● **SET TASK**
Write out exactly the lines from the one containing "Find the plowed" through the last line of the records below, including both.

● **RAW DATA**
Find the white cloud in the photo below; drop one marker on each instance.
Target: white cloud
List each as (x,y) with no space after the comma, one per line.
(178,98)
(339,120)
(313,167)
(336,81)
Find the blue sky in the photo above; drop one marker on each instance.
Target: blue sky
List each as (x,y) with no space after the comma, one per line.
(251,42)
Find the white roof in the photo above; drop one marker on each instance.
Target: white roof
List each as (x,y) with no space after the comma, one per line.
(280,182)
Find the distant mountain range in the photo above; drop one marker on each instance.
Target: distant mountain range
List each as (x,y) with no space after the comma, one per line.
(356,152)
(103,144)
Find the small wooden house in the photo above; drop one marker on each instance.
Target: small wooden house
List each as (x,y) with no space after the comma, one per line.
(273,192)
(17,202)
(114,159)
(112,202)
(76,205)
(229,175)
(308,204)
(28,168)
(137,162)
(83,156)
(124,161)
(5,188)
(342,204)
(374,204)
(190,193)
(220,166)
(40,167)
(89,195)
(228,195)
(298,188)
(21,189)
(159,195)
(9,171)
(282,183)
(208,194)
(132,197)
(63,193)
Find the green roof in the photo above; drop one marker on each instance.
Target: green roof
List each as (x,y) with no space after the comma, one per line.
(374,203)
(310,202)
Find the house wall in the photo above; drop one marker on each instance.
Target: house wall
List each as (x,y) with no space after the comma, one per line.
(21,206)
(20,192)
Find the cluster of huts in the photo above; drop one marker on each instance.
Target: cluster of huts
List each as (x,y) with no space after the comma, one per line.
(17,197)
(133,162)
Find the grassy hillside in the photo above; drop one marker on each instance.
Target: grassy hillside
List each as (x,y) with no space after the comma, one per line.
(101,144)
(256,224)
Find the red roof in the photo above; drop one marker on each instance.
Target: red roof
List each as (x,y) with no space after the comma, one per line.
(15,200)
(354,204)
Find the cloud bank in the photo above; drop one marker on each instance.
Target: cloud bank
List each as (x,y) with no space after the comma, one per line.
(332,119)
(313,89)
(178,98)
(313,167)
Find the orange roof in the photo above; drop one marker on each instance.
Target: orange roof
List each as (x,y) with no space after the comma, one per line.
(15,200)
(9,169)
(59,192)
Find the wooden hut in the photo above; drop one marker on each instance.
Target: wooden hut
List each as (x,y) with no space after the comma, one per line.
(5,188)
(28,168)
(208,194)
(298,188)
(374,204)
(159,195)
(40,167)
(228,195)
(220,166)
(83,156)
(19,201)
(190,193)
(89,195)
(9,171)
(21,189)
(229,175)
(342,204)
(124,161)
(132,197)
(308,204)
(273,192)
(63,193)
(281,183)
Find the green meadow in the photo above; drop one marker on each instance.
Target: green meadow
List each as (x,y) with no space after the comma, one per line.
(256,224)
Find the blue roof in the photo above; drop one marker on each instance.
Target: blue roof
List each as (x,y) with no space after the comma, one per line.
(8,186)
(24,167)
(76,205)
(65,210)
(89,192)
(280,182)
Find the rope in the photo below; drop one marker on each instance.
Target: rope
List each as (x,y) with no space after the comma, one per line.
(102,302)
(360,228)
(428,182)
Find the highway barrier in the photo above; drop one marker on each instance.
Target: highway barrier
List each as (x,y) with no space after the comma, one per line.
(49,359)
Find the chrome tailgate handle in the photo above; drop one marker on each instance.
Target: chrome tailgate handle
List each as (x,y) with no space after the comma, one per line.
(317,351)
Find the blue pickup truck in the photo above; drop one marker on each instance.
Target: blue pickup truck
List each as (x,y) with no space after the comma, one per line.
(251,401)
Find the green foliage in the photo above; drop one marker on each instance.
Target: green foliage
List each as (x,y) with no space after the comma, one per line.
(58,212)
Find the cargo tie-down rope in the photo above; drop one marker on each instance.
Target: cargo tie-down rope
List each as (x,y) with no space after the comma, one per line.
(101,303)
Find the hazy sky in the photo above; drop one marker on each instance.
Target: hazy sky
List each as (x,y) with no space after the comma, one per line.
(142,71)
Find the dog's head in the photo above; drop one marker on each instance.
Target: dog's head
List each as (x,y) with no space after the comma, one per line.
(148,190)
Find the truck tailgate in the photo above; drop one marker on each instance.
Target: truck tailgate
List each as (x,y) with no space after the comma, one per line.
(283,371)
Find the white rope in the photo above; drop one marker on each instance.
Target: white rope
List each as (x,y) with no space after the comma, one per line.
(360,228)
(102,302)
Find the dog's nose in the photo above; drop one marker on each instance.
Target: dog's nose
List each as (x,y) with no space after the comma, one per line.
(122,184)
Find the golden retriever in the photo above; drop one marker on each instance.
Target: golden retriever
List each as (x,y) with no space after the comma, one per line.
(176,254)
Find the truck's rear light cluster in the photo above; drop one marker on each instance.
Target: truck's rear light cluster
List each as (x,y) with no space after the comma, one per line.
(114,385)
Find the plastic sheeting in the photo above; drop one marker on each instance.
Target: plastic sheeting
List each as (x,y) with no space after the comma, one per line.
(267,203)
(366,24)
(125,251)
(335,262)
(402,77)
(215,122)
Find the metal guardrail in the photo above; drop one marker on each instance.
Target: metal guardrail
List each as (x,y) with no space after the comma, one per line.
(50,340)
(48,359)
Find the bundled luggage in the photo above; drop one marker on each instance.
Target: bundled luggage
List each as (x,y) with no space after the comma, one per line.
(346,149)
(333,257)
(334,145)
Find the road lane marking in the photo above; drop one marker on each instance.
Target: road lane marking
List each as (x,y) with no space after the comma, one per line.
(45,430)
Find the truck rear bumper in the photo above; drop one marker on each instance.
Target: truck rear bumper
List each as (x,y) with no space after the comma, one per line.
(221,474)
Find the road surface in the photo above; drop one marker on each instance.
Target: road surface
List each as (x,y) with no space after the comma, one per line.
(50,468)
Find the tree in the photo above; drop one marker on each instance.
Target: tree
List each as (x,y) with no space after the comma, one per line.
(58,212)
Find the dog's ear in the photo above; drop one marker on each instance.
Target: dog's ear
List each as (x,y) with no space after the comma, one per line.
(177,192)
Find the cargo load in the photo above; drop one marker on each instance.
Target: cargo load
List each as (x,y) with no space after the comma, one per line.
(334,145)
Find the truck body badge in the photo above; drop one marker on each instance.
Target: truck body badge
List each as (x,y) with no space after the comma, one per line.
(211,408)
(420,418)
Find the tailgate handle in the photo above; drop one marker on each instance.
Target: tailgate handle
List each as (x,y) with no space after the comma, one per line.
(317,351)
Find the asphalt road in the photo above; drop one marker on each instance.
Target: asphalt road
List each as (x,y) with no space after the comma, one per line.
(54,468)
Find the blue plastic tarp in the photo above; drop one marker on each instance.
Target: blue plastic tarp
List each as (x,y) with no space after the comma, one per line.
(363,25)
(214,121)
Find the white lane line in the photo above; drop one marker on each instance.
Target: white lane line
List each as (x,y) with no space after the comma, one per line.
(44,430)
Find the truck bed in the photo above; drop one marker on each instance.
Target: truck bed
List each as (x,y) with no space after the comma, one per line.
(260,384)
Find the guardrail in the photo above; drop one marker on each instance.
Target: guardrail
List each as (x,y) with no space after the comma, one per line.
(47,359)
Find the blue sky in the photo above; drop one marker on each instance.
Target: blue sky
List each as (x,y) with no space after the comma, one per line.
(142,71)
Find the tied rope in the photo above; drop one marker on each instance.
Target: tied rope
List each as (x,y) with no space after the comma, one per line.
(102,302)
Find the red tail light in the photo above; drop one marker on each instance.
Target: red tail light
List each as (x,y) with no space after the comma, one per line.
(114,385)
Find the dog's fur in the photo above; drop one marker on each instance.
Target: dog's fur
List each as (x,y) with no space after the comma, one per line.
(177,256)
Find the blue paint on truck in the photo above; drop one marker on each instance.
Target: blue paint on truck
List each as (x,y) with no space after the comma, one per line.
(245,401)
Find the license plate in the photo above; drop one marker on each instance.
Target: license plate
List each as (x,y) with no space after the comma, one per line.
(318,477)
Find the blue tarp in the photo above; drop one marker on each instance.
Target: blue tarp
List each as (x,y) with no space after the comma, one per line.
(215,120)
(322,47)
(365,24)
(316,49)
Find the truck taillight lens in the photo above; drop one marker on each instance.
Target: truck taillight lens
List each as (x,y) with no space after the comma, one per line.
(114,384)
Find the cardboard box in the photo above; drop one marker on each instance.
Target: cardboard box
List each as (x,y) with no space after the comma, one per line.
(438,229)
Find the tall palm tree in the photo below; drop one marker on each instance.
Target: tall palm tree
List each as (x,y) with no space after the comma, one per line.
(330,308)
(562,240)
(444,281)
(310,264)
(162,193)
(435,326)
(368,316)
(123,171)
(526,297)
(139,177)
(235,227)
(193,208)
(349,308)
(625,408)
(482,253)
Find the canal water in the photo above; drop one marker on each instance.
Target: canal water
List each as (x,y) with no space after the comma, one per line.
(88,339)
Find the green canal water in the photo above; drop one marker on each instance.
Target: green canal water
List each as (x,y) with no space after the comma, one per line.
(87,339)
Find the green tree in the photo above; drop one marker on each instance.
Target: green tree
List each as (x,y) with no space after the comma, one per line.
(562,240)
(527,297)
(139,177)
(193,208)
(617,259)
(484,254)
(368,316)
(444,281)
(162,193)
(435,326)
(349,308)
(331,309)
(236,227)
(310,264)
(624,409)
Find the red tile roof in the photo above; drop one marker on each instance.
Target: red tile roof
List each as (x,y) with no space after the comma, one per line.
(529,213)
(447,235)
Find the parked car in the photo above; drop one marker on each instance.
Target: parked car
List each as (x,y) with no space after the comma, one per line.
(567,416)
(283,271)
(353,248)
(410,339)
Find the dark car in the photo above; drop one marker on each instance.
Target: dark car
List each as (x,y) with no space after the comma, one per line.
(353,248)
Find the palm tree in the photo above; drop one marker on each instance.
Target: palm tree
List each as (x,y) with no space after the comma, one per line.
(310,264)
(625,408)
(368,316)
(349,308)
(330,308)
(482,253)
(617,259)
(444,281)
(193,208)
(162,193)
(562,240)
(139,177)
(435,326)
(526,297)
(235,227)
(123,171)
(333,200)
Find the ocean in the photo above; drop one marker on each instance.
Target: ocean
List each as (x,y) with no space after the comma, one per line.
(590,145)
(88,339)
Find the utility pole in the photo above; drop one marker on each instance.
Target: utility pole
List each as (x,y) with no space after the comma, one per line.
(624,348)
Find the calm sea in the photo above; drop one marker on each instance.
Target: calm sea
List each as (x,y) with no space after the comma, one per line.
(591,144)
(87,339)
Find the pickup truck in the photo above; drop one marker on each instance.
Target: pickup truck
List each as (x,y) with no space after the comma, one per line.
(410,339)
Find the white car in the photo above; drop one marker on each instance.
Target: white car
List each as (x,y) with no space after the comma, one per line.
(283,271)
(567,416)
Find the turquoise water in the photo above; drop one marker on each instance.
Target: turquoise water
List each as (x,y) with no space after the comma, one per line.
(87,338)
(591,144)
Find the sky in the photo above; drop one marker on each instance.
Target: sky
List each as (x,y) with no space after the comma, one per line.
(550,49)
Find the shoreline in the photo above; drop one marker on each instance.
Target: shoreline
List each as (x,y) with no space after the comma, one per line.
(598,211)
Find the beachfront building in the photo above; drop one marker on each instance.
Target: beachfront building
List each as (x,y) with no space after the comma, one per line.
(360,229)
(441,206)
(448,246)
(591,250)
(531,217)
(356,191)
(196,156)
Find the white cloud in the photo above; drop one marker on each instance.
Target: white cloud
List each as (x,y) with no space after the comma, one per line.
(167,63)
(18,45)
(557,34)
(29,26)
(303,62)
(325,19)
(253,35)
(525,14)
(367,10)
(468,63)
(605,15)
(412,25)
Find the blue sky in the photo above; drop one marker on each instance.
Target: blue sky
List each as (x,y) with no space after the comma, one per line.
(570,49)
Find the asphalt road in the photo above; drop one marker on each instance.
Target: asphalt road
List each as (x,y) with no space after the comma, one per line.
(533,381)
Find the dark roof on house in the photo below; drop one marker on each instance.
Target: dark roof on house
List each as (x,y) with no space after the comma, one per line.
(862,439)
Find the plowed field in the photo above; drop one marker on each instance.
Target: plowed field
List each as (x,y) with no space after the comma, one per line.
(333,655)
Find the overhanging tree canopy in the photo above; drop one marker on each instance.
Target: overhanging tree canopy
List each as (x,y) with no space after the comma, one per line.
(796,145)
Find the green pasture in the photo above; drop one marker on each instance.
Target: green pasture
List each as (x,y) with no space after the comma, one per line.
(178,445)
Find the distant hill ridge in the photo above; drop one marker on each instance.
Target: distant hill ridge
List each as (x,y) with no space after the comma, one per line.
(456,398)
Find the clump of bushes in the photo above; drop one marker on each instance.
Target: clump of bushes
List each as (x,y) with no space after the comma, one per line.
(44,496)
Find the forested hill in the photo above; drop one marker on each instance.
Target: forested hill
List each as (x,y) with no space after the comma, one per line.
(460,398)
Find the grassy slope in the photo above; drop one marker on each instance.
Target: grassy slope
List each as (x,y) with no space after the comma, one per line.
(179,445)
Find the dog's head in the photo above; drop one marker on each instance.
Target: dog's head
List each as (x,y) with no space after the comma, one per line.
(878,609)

● **RESULT OF THIS EXERCISE**
Find the plowed field in the photo above; drop one marker on each instance.
Target: plowed field
List each as (x,y) with no space after the comma, one per line.
(333,655)
Find the overhanging tree canopy in the photo above; drop one marker on each instance.
Target: overhanging tree canopy
List each as (x,y) with no space after the comma, one per line.
(796,145)
Find the green pasture in the photo above; drop one marker on each instance.
Target: green pasture
List each as (x,y) with no space after the comma, one per line.
(178,445)
Find the distant hill ridge in the photo above; drop one marker on each instance.
Target: distant hill ridge
List each as (x,y) with no space after the comma, one per line.
(456,398)
Find the clump of bushes in the photo above; drop one marker on each instance.
Target: clump of bushes
List each as (x,y) with no space after the comma, one per line.
(44,496)
Find the forested hill in the photo above; drop one marker on each instance.
Target: forested hill
List each as (x,y) with no space after the comma, one per line.
(460,398)
Find the grassy slope in the photo above; drop one marker on each instance.
Target: grassy slope
List each as (x,y) with no space after the comma, one per line.
(179,445)
Find the dog's head in the photo above; drop one marker on each instance.
Target: dog's head
List each as (x,y) with no space after the comma, one per line.
(878,609)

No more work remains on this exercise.